Bunlar genelde Hıristiyanlığı kabul ettiler. XIV.yy.da Anadolu üzerinden gelen
Türk boyları ile burada buluştular.
Bugün
Rumeli'de Peçenekler'in pek bir izi kalmamıştır. Gagavuz (Gökoğuzlar) denilen
Hıristiyan Türkler ise Moldavya, Romanya ve Bulgaristan gibi ülkelerde
yaşamaktadırlar. Rodoplar, Plevne ve Batı Trakya'da yaşayan Müslüman
Pomaklar'ın ise Kuman Türkleri'nin soyundan geldikleri kabul edilir. Ruslar
Kumanlar'a 'sarışınlar' anlamında 'Polovestler' demişlerdir.
Selçuklu
Sultanı II. İzzettin Keykavus; kardeşi Rükneddin'in ve Moğol İmparatoru
Hülagü'nün baskılarından dolayı 1262 de kalabalık maiyeti ile birlikte Bizans'a
sığınır ve Kostantinopolis'e gider. Ancak tutsak muamelesi görür. Bir müddet
sonra Kırım Han'ı Berke'nin kuvvetleri tarafından buradan alınarak Dobruca
bölgesine götürülür. Karadeniz'in batı kıyılarında yaşamasına izin verilir. Kırım
(Altınordu) Han'ı Berke'nin kız kardeşi ile evlenerek buralarda yaşam sürer.
1279//80 de vefat eder. Yine Selçuklular zamanında Sarı Saltuk adında bir
Müslüman derviş, kalabalık çevresi ile Rumeli'ye geçerek, Dobruca ile Deliorman
taraflarında İslamiyeti tanıtmaya ve yaymaya çalışır. Anlaşılacağı gibi Osmanlı
Türkleri henüz daha Rumeli'ye geçmeden çok önce buralarda hatırı sayılır bir
Türk ve Tatar nüfus barınıyordu!.

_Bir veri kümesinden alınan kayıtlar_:
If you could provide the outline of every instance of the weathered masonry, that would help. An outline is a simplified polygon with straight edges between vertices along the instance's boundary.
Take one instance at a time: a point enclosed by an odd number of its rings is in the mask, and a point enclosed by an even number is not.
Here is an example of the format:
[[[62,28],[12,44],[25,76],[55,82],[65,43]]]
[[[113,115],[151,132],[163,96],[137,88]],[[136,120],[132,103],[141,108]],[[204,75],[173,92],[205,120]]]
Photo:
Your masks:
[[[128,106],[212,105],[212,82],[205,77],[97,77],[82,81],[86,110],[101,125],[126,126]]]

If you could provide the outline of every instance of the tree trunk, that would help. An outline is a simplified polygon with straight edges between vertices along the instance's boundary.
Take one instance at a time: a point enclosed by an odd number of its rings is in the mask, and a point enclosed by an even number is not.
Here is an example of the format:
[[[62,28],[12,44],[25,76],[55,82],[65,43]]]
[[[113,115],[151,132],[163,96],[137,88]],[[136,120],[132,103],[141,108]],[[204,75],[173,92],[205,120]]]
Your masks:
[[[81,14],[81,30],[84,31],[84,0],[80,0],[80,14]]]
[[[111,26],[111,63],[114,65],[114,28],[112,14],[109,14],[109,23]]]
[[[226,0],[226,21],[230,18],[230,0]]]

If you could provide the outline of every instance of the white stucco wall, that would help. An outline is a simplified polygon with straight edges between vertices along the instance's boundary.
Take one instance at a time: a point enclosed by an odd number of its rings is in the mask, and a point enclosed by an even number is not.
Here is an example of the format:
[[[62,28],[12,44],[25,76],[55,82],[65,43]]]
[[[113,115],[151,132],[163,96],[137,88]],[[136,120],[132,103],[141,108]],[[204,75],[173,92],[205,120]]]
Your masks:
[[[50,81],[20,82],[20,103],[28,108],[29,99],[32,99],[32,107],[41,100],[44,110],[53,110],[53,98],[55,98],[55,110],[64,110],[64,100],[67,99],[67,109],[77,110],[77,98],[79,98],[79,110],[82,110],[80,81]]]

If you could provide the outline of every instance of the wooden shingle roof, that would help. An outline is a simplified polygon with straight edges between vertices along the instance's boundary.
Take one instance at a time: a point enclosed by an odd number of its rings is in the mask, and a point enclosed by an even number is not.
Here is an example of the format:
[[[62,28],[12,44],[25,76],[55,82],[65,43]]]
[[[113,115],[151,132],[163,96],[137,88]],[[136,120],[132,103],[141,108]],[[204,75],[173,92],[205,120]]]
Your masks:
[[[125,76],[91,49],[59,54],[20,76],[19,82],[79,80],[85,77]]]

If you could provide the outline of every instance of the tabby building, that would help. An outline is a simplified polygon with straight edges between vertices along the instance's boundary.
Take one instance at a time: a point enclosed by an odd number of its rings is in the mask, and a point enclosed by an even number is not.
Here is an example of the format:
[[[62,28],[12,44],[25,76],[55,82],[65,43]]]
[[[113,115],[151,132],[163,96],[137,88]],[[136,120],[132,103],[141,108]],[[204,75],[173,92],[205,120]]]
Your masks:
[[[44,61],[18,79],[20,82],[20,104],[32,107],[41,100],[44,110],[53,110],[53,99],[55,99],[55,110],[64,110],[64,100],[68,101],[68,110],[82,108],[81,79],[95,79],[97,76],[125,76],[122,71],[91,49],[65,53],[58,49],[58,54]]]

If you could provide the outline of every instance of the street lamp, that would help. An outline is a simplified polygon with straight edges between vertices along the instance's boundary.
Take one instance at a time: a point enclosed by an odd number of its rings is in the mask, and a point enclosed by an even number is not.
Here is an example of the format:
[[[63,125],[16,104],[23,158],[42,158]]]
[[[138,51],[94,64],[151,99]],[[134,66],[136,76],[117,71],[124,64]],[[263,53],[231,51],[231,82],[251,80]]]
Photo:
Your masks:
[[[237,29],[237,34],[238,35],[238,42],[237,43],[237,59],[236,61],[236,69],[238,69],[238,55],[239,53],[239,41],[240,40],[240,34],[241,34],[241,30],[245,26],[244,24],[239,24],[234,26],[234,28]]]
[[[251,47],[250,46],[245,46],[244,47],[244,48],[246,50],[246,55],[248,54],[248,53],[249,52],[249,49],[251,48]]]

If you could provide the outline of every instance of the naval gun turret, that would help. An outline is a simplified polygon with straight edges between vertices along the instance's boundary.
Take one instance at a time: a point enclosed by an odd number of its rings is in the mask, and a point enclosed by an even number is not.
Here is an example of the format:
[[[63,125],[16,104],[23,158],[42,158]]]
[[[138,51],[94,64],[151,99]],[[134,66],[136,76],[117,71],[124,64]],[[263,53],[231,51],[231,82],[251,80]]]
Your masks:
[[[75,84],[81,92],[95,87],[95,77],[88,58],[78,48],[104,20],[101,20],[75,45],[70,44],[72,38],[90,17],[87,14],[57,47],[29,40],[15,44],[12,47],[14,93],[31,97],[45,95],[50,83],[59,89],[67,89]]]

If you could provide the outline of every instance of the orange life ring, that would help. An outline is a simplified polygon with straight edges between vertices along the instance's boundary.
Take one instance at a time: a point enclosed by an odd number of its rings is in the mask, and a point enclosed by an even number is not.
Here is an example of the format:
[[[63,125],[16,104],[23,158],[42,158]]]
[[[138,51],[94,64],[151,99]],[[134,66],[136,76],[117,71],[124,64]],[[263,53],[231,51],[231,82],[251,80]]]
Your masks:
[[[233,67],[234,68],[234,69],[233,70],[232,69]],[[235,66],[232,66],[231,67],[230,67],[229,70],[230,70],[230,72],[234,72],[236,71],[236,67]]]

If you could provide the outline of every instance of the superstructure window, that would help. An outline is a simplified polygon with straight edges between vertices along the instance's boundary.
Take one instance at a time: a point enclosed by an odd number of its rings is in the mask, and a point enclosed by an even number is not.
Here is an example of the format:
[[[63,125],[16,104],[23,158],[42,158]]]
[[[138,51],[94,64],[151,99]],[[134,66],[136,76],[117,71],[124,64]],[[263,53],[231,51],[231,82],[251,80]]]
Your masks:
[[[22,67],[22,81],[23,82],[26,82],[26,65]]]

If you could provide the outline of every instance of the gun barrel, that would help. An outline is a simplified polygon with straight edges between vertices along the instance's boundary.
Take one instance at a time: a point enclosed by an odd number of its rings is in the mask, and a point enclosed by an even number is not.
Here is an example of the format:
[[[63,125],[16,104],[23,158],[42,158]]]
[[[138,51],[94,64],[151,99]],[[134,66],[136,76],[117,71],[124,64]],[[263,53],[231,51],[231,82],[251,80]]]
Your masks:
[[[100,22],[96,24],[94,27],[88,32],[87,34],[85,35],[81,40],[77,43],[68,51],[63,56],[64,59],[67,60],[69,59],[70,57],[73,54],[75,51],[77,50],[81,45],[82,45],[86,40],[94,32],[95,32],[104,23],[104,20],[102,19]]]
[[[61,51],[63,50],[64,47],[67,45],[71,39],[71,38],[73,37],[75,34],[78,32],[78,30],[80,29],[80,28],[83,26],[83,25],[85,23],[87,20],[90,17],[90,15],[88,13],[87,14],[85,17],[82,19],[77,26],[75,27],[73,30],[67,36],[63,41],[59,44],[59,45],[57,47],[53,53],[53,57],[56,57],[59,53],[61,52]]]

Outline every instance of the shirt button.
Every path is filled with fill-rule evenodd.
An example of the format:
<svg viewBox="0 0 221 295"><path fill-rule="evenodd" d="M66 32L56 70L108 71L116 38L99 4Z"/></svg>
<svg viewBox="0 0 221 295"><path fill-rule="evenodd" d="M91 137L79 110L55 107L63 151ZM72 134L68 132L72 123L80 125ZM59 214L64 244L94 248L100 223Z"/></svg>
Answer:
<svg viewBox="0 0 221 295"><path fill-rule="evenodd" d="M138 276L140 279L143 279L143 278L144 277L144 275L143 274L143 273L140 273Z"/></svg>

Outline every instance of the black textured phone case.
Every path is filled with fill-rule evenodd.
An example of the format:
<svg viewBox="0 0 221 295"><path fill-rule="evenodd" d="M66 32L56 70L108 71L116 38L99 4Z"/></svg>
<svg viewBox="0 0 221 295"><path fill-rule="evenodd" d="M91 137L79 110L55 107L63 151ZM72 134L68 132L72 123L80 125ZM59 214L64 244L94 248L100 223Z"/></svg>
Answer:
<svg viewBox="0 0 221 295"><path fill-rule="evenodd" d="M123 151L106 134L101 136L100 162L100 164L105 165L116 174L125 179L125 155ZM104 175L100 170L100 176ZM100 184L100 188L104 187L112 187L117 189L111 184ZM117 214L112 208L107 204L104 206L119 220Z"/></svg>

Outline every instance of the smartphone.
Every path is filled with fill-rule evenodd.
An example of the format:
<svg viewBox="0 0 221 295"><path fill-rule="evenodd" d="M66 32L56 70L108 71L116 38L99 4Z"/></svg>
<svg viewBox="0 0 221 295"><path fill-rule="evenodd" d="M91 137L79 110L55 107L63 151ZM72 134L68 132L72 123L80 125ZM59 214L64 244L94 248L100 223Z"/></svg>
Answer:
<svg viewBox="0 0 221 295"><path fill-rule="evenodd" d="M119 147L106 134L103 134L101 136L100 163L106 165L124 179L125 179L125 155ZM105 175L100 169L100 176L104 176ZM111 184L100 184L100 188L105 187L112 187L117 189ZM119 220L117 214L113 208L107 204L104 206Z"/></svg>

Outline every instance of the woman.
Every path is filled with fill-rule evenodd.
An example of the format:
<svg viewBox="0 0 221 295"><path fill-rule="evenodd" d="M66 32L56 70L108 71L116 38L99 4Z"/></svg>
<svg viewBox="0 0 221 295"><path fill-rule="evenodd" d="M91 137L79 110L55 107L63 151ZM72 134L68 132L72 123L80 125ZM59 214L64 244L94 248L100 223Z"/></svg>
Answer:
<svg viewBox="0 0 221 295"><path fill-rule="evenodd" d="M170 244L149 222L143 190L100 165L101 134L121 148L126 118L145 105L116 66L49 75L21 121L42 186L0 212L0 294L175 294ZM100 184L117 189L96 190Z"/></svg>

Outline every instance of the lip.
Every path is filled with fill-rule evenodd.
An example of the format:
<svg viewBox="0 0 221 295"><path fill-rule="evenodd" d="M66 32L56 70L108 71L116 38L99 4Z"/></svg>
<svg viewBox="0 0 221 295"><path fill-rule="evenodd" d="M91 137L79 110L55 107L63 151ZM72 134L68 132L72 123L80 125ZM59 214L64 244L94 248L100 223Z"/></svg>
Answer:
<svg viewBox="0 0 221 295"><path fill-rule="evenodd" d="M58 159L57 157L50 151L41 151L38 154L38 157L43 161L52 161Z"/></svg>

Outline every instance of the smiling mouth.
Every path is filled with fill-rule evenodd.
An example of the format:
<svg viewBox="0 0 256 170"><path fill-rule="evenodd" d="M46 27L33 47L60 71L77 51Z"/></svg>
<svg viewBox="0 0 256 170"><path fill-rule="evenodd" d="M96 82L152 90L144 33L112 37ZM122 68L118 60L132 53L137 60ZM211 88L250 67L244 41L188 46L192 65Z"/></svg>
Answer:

_Görev_: Rumeli'deki Türk nüfusuna dair metinden "1279//80 de vefat" sözleriyle başlayıp "Tatar nüfus barınıyordu!." sözlerine kadar devam eden bölümü hiçbir değişiklik yapmadan alıntılayınız.

_Cevap_:
1279//80 de vefat eder. Yine Selçuklular zamanında Sarı Saltuk adında bir
Müslüman derviş, kalabalık çevresi ile Rumeli'ye geçerek, Dobruca ile Deliorman
taraflarında İslamiyeti tanıtmaya ve yaymaya çalışır. Anlaşılacağı gibi Osmanlı
Türkleri henüz daha Rumeli'ye geçmeden çok önce buralarda hatırı sayılır bir
Türk ve Tatar nüfus barınıyordu!.